◆ Action item ◆
Search the listing below for the word "small" and return each line that contains it.
-------- Record excerpts --------
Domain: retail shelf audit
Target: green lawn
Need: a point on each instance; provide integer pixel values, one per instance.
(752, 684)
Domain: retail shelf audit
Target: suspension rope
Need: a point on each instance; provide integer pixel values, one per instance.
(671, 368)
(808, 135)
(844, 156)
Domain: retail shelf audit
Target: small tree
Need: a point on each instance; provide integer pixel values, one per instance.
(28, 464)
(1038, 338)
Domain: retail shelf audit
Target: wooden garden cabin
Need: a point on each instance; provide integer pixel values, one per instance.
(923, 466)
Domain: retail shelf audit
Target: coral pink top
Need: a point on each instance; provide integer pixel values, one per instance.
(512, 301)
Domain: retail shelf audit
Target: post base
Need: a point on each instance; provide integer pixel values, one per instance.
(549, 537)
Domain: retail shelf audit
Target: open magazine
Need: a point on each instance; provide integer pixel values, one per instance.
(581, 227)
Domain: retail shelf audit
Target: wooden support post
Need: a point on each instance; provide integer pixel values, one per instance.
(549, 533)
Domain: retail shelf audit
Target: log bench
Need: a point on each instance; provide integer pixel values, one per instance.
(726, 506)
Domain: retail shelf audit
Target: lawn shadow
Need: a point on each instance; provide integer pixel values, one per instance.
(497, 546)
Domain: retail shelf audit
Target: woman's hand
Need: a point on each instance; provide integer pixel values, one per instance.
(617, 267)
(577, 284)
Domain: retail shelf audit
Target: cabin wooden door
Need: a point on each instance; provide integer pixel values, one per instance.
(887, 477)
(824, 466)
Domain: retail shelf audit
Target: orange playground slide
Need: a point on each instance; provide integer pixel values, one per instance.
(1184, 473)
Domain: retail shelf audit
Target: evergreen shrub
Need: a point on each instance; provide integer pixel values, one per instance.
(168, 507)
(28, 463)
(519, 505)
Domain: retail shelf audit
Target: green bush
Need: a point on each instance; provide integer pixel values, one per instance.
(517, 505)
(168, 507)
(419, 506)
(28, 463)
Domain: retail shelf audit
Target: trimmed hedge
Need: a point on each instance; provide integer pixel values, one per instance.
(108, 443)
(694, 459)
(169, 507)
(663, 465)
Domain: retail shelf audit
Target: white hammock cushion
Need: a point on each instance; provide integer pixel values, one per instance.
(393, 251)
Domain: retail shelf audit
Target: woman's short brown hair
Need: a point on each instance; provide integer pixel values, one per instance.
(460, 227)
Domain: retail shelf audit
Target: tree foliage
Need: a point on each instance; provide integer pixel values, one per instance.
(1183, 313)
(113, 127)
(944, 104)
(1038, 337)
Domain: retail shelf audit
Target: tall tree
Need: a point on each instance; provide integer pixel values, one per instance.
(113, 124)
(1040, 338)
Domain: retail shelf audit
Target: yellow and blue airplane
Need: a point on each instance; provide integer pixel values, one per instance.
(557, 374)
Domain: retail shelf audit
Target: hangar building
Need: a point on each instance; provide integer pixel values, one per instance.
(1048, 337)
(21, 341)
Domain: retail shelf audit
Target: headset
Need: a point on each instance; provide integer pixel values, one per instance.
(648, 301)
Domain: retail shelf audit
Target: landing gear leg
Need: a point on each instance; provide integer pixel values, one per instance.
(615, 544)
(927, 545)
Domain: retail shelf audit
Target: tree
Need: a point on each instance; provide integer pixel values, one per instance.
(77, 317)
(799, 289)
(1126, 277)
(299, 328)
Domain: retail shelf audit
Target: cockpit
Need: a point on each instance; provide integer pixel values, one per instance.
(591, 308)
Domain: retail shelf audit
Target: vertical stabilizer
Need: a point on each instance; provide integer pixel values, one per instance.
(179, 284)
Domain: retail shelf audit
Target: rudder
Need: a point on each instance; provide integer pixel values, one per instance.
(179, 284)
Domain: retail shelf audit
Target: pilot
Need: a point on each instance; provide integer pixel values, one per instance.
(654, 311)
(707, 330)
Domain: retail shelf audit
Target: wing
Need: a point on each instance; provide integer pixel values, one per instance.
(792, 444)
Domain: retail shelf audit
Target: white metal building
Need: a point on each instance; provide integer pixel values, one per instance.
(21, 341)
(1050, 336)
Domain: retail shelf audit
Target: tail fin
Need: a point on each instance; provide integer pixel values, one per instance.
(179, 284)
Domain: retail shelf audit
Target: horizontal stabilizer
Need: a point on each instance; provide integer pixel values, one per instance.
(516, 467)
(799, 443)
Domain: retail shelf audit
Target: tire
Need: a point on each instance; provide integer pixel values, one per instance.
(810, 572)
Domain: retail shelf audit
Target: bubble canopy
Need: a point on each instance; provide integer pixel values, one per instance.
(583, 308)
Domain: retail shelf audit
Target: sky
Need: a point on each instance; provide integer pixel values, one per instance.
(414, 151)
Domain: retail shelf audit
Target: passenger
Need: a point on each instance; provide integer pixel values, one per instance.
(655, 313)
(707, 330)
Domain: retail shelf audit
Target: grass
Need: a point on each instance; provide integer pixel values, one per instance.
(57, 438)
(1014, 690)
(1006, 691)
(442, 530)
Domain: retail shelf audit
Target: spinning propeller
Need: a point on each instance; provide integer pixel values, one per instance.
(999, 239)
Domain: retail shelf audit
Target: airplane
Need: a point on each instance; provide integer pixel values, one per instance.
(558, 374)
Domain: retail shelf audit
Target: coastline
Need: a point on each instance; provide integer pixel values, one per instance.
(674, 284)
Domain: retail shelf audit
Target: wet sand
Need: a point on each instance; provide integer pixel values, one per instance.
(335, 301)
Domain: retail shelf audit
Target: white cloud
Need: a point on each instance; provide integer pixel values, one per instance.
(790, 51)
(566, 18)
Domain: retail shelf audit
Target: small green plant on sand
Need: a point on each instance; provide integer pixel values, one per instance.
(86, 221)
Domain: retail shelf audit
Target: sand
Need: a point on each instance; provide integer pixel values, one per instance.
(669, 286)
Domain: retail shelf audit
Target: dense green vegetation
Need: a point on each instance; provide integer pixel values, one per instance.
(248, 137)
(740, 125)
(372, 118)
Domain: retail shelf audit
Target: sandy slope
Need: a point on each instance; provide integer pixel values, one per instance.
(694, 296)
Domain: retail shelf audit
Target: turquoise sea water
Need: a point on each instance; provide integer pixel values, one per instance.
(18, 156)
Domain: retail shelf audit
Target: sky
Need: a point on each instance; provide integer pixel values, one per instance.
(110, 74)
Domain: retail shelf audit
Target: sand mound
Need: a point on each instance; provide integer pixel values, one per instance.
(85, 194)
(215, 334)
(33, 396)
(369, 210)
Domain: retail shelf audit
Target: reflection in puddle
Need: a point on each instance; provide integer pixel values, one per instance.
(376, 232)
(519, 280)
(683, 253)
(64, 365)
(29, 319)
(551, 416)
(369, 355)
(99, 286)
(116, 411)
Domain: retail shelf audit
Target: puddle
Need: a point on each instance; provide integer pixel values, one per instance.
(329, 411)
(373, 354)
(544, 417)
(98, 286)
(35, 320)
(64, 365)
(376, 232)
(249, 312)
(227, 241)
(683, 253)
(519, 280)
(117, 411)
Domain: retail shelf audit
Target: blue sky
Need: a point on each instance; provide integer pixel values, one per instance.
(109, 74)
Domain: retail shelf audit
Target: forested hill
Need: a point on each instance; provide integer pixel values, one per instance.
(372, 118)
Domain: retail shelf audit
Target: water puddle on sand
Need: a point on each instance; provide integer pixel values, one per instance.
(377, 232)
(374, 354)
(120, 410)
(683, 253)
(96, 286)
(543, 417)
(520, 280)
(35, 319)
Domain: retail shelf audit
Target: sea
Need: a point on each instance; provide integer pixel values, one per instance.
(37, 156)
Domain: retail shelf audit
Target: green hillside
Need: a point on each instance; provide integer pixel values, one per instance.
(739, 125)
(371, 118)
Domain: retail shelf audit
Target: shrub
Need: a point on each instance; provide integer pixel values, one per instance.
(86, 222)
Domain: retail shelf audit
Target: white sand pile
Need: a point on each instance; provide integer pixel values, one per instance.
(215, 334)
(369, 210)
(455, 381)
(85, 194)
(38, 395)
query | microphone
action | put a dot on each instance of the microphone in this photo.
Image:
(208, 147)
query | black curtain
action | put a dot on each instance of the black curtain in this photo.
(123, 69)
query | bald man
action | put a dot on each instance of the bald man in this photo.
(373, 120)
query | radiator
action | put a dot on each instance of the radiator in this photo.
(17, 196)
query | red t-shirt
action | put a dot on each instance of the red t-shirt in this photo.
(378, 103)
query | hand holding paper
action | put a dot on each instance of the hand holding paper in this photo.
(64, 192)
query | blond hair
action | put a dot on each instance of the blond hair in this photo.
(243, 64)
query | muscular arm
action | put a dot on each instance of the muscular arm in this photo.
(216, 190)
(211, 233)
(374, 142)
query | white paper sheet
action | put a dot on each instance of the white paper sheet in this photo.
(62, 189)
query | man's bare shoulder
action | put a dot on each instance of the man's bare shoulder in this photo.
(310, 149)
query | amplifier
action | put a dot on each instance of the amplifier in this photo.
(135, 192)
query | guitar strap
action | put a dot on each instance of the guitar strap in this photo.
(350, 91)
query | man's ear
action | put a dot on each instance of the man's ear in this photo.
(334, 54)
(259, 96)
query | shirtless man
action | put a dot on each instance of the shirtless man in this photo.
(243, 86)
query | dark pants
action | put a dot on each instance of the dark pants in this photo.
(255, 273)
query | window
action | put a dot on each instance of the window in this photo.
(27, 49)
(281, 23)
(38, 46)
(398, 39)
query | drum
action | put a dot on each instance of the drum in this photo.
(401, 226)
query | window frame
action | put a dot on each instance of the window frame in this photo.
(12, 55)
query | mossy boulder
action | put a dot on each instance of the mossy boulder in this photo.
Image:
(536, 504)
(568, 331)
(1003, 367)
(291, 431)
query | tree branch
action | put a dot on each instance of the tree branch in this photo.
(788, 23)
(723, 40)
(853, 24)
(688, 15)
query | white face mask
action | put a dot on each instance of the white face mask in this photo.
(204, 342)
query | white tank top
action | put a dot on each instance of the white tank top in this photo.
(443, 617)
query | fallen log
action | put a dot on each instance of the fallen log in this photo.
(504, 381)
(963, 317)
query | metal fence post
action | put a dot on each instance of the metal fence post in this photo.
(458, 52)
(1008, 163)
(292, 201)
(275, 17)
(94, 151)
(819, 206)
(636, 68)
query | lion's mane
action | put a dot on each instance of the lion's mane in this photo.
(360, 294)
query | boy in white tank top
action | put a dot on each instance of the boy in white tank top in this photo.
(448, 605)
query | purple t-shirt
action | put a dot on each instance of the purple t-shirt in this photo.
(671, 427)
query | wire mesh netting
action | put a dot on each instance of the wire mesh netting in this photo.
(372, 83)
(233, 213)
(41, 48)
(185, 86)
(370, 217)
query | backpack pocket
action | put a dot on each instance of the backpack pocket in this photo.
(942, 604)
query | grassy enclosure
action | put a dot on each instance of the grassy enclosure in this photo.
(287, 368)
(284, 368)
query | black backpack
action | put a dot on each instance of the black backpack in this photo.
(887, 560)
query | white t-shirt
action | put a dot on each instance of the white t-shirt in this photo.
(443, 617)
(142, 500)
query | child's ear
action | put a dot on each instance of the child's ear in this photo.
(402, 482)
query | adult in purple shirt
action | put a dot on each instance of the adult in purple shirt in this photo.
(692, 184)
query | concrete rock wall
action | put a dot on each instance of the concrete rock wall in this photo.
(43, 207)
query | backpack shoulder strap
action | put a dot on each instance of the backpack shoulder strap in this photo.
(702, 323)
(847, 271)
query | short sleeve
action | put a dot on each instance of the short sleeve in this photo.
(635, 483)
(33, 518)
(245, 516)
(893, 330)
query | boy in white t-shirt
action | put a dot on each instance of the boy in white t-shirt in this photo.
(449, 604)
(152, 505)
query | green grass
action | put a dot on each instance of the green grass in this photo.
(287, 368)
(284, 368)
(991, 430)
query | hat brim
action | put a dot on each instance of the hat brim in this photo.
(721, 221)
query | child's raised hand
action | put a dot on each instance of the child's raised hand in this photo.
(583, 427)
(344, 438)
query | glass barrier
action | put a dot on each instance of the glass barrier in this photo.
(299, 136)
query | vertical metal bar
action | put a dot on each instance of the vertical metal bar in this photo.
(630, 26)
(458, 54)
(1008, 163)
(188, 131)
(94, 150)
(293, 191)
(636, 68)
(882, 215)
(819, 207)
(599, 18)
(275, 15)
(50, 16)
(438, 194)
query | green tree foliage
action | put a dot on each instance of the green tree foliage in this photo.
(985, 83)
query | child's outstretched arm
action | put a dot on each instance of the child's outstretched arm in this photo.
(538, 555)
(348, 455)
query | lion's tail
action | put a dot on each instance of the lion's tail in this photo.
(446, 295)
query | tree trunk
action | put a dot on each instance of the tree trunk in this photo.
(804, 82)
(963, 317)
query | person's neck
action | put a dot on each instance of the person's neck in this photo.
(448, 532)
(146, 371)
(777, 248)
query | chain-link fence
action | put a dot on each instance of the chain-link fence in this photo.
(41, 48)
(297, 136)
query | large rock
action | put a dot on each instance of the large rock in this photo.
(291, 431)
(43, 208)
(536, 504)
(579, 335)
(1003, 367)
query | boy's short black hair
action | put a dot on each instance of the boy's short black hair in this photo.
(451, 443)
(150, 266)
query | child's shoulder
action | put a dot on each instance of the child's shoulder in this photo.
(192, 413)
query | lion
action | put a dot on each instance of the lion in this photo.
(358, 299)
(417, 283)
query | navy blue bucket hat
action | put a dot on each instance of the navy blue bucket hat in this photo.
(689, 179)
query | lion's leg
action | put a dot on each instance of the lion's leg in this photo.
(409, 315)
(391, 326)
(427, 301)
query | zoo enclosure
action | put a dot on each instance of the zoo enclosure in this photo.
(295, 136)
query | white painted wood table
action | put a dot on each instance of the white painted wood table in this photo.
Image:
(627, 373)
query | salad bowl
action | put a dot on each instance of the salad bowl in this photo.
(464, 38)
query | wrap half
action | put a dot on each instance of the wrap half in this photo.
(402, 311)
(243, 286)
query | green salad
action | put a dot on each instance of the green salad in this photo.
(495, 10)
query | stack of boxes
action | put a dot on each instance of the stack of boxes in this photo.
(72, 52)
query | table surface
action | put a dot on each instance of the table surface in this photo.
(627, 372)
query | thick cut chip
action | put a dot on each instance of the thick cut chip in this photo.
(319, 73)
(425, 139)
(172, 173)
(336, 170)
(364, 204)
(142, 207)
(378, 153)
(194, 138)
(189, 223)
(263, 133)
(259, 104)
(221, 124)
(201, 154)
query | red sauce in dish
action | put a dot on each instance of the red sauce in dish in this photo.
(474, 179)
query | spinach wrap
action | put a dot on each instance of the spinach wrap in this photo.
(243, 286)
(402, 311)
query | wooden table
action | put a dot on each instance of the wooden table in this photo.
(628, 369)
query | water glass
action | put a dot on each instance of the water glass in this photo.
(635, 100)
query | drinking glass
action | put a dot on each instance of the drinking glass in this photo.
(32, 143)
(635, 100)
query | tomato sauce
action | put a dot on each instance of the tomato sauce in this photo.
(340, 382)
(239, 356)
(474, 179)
--------
◆ Response below ◆
Target: small tree
Target: small green plant on sand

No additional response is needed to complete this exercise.